Collection entries

------------------------

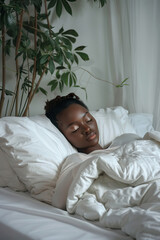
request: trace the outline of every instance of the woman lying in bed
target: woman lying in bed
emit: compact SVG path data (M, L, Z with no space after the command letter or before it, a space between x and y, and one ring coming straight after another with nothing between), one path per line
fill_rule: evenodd
M137 240L159 239L160 134L96 154L102 149L96 120L76 95L57 97L45 109L80 152L63 162L53 206L103 227L121 228Z
M46 116L79 152L88 154L102 149L96 120L74 93L48 101L45 110Z

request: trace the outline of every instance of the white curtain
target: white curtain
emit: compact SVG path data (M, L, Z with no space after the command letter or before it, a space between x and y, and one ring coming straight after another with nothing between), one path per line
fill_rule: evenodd
M160 1L110 0L106 27L108 74L115 83L129 78L115 105L152 113L160 130Z

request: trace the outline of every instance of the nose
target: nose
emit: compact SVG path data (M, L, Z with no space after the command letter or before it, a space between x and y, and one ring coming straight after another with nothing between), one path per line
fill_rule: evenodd
M90 127L87 124L83 124L82 129L83 129L82 130L83 133L85 133L85 134L89 134L91 131Z

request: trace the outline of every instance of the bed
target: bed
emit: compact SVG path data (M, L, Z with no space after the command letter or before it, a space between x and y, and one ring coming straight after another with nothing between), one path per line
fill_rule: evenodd
M103 147L121 135L141 139L153 132L150 114L128 114L120 106L92 114ZM0 119L1 239L134 239L119 227L57 208L57 202L65 199L64 192L57 195L57 182L64 161L74 155L77 150L44 115Z
M27 193L6 188L0 189L0 233L3 240L131 239L119 230L100 228Z

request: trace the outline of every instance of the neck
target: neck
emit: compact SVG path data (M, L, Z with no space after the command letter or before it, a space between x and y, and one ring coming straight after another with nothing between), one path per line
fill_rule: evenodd
M78 152L89 154L95 150L100 150L100 149L103 149L103 148L99 144L97 144L93 147L78 149Z

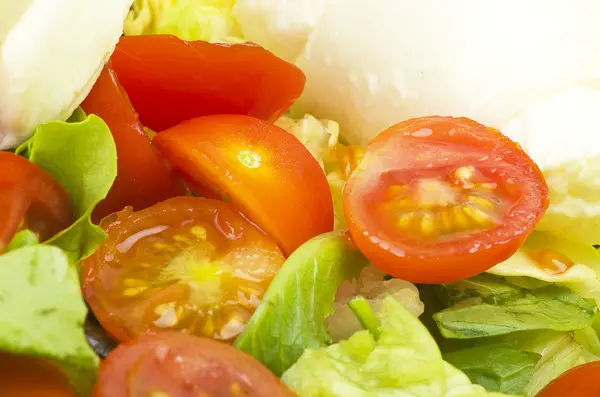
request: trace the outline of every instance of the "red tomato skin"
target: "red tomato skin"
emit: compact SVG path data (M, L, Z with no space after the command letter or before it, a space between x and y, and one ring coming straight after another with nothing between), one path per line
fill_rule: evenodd
M596 396L600 396L600 361L571 368L536 395L536 397Z
M289 256L333 230L333 199L325 173L287 131L241 115L205 116L158 134L156 147L196 185L214 188L274 238ZM236 155L261 152L249 169Z
M162 131L212 114L275 121L304 89L304 73L255 44L124 36L112 64L141 122Z
M126 206L141 210L185 194L152 147L110 63L81 107L106 122L117 146L117 178L106 199L96 206L94 221Z
M208 338L168 332L119 345L100 365L93 397L294 397L252 356Z
M0 152L0 169L0 253L22 221L41 241L69 227L71 198L50 174L9 152Z
M444 141L444 145L430 145L427 140L411 135L424 129L436 131L436 128L445 136L440 139L450 139ZM432 136L436 134L433 132ZM390 149L390 142L406 146ZM453 143L459 142L462 149L452 147ZM440 165L437 159L442 157L446 161L444 165L465 165L469 161L475 163L487 157L498 157L501 161L498 160L497 166L515 173L512 176L519 181L528 199L516 202L510 208L504 226L491 231L474 232L449 241L424 241L406 235L393 241L390 238L393 230L384 230L369 219L371 209L365 204L363 187L386 172L370 170L384 164L384 170L399 167L418 175L430 168L430 164ZM432 116L396 124L373 139L365 158L344 187L343 205L352 239L374 265L392 276L414 283L441 284L472 277L512 256L545 213L549 198L542 172L518 144L500 132L466 118Z
M44 360L0 353L0 396L76 397L65 375Z

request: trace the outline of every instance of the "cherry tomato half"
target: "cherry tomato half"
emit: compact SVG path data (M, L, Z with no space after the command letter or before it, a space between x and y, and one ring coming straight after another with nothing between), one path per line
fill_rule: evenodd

------------------------

→ **WHAT THIS TASK INVOLVES**
Across all the records above, find each line with "cherry" in it and copy it.

→ **RESULT OF THE EXERCISE**
request: trace the outline of every instance of the "cherry tomato half"
target: "cherry tomato half"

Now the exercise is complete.